> **PROBLEM DETAILS**
Copy the part of the material below that opens with the line containing "Mark one point on every instance of the forest" and runs to the end of the material, keeping each line unchanged.

> **EXERCISE MATERIALS**
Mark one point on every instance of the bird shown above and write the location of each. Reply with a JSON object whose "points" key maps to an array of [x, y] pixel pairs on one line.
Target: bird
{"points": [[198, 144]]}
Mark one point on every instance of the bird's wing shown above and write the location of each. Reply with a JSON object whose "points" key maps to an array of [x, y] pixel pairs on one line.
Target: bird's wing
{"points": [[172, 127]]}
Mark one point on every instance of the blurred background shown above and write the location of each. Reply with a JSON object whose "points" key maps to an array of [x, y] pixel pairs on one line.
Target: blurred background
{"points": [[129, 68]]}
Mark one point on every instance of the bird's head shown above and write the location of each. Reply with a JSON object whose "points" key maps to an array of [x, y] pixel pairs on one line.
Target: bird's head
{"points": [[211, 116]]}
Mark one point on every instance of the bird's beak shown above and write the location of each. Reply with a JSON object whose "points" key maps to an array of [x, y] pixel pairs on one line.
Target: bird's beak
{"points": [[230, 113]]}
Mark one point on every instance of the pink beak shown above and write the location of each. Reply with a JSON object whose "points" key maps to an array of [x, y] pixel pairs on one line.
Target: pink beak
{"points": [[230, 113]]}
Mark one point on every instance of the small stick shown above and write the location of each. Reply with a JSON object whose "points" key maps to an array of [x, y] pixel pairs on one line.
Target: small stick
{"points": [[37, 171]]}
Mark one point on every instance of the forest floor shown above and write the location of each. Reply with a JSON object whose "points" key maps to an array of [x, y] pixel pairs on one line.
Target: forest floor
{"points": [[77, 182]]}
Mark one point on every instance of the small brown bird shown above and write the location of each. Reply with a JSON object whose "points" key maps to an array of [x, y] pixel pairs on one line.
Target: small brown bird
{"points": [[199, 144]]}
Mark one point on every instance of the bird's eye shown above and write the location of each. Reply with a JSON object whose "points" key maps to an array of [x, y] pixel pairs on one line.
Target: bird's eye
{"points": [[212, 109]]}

> **THE OUTPUT**
Mark one point on every instance of the forest floor shown above and write the location of each. Reply with a JSON object whose "points" key maps to an array of [x, y] pixel pairs on one line.
Target: forest floor
{"points": [[77, 182]]}
Mark one point on every instance of the small brown bird shown above and write the location of each. Reply with a JSON object whose "points" key maps to an array of [x, y] pixel pairs on one line.
Target: small brown bird
{"points": [[199, 144]]}
Mark one point on every instance of the bird's eye shown above and write the location of each. Reply with a JSON object whose "points" key maps to an array of [x, y] pixel pairs on one line.
Target: bird's eye
{"points": [[212, 109]]}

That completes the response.